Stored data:
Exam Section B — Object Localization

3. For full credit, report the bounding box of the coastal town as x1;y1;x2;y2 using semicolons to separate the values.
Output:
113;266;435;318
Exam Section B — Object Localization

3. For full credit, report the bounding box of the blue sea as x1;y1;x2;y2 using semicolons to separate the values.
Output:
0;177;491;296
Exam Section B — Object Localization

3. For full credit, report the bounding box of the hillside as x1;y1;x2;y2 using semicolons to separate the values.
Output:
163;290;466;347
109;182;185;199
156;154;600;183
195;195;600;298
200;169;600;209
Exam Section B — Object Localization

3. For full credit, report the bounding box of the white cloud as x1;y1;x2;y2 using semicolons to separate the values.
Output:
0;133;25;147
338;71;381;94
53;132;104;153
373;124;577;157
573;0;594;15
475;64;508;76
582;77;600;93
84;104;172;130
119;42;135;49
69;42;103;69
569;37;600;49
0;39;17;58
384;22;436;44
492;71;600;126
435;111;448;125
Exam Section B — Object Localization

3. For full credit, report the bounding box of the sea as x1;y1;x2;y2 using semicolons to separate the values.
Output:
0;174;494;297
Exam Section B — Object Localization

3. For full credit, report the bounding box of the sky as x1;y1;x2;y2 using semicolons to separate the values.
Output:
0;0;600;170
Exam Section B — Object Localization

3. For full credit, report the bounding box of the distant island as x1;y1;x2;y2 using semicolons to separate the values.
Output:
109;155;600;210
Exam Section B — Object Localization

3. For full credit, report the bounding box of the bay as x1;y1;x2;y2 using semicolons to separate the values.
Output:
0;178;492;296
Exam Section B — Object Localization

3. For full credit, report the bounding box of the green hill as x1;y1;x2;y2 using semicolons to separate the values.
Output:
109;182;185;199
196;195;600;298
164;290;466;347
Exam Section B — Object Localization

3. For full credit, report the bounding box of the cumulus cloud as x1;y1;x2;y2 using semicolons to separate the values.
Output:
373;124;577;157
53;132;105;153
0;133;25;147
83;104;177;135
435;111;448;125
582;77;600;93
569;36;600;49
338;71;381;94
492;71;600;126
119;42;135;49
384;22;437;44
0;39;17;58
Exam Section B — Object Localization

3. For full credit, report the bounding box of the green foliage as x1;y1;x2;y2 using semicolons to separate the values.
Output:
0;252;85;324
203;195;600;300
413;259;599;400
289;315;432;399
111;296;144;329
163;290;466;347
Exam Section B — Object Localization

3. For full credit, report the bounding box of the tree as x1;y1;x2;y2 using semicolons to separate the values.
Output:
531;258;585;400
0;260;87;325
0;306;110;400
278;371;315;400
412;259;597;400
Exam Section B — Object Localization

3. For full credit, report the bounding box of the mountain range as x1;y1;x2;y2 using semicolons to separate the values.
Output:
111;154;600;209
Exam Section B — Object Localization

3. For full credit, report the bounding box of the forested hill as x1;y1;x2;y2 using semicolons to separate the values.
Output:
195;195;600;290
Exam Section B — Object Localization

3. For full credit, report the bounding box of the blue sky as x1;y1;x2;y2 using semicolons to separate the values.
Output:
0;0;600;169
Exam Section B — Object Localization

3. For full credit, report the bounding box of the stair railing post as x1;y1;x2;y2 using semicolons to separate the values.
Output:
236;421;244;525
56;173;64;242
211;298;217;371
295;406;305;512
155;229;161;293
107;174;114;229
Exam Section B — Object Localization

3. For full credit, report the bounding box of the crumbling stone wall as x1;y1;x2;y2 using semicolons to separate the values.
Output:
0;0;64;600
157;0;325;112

AIM: Please copy the part of the items that opens with the first line of the items and closes with the line containing "200;169;600;209", both ends included, multiplying every bounding-box coordinate in the answers by 1.4 and rounding each to a whole number, with halves rounded up. Leave the request lines unchanged.

RESULT OF THIS TASK:
Exam Section B — Object Localization

3. For full credit, report the bounding box of the coastal town as x1;y1;x2;y2 using semicolons to separate the values.
Output:
158;372;609;445
Exam Section B — Object Localization

3. For full credit, report the bounding box of the blue sea as x1;y1;x2;y2 using semicolons to separate the values.
Output:
0;248;687;414
Exam Section B — Object Localization

3. For full credit, report the bounding box of the hillside as x1;y1;x2;y2 using semicolons to separate the values.
Output:
228;406;652;486
153;255;259;279
218;216;840;256
273;273;840;417
280;237;840;293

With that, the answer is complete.